#### Dataset records
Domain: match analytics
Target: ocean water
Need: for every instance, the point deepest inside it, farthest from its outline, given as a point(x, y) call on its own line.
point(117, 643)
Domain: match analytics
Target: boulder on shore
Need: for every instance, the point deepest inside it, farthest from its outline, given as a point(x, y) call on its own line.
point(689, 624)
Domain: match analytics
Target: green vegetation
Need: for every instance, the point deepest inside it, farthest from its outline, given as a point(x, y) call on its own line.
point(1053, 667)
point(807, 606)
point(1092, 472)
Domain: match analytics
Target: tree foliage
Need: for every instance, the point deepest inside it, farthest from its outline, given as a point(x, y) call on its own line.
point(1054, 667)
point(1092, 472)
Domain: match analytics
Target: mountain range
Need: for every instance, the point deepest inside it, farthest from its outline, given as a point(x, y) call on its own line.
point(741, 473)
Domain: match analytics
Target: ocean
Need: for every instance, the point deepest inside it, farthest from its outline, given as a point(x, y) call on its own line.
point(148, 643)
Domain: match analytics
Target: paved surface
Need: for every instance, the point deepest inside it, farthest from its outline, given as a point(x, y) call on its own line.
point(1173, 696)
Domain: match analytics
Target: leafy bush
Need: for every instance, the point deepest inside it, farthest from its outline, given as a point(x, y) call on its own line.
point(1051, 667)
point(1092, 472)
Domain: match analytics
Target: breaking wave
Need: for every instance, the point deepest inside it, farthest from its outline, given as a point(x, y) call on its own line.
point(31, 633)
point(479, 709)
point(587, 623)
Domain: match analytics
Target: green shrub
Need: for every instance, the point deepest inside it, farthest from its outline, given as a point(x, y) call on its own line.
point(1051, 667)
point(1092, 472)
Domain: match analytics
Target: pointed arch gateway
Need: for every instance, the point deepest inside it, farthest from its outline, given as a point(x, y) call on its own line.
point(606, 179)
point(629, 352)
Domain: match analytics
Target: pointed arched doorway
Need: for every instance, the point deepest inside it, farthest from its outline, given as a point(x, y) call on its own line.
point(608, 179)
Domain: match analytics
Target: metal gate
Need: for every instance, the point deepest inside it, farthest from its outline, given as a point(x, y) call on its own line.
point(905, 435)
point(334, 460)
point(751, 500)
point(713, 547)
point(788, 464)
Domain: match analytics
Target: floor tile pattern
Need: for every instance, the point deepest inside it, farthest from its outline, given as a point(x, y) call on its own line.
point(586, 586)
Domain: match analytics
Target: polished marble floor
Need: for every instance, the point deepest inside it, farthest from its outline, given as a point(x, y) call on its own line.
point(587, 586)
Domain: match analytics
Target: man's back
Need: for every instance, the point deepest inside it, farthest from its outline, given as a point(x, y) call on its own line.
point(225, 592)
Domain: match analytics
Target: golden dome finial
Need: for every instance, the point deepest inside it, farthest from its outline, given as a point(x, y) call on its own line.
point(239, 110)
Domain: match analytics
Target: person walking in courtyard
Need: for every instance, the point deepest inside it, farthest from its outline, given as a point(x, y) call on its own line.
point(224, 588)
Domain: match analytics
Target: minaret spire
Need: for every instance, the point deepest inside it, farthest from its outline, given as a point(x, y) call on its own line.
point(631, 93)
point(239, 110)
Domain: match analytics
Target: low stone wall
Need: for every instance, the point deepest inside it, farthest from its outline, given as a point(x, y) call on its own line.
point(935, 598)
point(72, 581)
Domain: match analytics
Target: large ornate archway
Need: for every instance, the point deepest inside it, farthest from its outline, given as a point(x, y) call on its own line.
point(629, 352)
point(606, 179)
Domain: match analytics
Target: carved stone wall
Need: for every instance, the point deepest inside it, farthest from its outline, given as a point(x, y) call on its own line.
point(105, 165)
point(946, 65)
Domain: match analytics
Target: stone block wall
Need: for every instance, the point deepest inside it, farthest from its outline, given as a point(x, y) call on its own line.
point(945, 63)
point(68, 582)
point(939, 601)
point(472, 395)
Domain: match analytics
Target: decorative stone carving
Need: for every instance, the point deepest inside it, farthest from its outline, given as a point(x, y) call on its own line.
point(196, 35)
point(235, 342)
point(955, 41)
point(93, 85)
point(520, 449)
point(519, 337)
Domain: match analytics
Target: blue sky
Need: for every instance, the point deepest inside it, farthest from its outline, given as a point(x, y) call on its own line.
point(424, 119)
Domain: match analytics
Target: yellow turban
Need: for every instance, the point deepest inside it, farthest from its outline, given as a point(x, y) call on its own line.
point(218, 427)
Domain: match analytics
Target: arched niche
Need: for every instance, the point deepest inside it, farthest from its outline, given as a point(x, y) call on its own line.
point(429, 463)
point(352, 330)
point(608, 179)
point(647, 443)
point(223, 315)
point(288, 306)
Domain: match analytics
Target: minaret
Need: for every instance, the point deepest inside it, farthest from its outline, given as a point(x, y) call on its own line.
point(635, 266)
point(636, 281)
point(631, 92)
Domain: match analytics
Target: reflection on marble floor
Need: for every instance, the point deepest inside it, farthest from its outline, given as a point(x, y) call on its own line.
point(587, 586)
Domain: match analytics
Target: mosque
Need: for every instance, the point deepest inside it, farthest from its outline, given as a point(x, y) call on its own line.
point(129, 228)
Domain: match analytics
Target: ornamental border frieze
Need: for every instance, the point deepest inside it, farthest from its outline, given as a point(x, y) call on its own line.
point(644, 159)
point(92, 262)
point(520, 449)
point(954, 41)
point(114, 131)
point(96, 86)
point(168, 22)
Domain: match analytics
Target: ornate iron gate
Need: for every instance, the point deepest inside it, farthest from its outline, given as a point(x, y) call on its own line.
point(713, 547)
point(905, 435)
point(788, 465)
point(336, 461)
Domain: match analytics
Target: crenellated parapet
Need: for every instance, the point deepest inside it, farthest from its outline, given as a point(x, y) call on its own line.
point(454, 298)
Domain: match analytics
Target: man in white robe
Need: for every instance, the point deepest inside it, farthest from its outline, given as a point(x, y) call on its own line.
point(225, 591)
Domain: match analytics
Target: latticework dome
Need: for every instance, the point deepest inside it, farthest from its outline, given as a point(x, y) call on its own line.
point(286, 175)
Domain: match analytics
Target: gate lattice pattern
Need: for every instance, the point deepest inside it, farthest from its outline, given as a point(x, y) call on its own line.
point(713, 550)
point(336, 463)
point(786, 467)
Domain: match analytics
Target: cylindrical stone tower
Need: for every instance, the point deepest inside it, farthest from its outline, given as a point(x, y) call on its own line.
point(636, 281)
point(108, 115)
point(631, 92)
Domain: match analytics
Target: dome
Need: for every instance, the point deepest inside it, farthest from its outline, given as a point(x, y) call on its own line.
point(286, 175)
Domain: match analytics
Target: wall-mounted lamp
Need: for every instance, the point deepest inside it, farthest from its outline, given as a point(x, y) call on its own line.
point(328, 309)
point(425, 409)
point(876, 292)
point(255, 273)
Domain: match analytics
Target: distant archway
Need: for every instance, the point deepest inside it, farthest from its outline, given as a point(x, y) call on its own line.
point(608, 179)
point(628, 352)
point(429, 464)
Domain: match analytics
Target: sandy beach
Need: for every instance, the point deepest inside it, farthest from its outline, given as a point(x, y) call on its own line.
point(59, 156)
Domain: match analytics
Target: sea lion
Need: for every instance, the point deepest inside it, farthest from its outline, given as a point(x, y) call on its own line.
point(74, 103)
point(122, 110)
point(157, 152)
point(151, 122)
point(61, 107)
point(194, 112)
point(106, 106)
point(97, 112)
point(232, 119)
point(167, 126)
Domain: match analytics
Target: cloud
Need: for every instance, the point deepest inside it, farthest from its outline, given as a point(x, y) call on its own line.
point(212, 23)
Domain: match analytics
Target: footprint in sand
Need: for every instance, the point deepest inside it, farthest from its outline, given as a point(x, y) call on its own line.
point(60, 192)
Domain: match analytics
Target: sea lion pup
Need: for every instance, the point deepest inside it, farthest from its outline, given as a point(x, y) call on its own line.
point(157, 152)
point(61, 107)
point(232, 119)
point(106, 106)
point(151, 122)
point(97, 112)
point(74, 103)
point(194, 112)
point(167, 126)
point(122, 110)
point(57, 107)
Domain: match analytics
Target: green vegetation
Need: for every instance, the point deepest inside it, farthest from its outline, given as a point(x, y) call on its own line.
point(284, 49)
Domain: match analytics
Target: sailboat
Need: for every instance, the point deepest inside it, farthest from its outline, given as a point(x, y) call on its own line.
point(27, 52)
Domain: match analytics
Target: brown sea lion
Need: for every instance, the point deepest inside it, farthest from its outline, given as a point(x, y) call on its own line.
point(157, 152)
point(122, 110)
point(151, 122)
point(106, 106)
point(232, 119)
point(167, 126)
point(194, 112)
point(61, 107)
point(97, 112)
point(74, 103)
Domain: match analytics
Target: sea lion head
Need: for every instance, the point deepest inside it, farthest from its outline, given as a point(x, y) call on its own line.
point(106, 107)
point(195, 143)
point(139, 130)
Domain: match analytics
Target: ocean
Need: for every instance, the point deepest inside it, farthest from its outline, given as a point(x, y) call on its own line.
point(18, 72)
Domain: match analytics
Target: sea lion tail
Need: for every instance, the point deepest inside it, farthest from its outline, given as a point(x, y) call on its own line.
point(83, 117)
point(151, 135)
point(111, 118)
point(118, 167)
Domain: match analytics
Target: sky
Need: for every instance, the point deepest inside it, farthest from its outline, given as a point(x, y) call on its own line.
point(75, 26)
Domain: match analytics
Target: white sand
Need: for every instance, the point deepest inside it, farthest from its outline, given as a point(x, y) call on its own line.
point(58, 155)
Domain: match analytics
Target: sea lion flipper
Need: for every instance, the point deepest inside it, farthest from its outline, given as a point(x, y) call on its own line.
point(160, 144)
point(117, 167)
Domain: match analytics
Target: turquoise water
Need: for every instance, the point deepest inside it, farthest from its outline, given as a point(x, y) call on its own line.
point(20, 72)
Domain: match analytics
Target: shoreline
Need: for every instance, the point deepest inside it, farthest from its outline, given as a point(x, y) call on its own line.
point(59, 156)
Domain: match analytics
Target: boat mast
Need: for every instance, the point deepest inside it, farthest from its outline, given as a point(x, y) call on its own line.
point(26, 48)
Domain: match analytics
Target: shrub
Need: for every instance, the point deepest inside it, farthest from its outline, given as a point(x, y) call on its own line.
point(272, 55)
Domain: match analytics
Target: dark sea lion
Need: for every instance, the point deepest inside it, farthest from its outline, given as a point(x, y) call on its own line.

#### Work to be completed
Show every row line that contains the word "lion".

#### The answer
Target: sea lion
Target: sea lion pup
Target: brown sea lion
Target: sea lion head
Target: sea lion tail
Target: sea lion flipper
Target: dark sea lion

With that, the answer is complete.